WHAT YOU ARE ASKED TO DO → Search the records for the string "instance" and copy every line where it turns up.

[Referring expression pointing data]
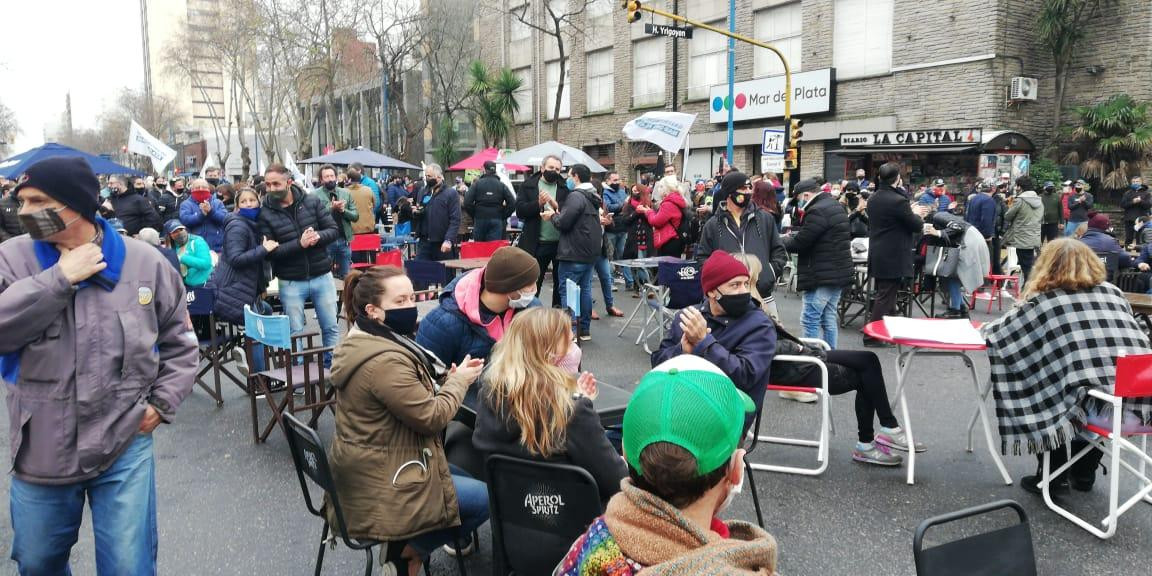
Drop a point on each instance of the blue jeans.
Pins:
(582, 274)
(46, 520)
(619, 241)
(604, 272)
(472, 499)
(341, 256)
(820, 313)
(486, 229)
(321, 290)
(955, 296)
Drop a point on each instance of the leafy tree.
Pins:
(1113, 141)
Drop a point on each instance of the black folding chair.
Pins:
(311, 461)
(999, 552)
(426, 274)
(537, 510)
(215, 341)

OUTPUT OF THE EXERCISE →
Drop a point on each instance of the blue jeans.
Drop a point on each instance of the leafy tree.
Drop a point on each instance of the black folding chair.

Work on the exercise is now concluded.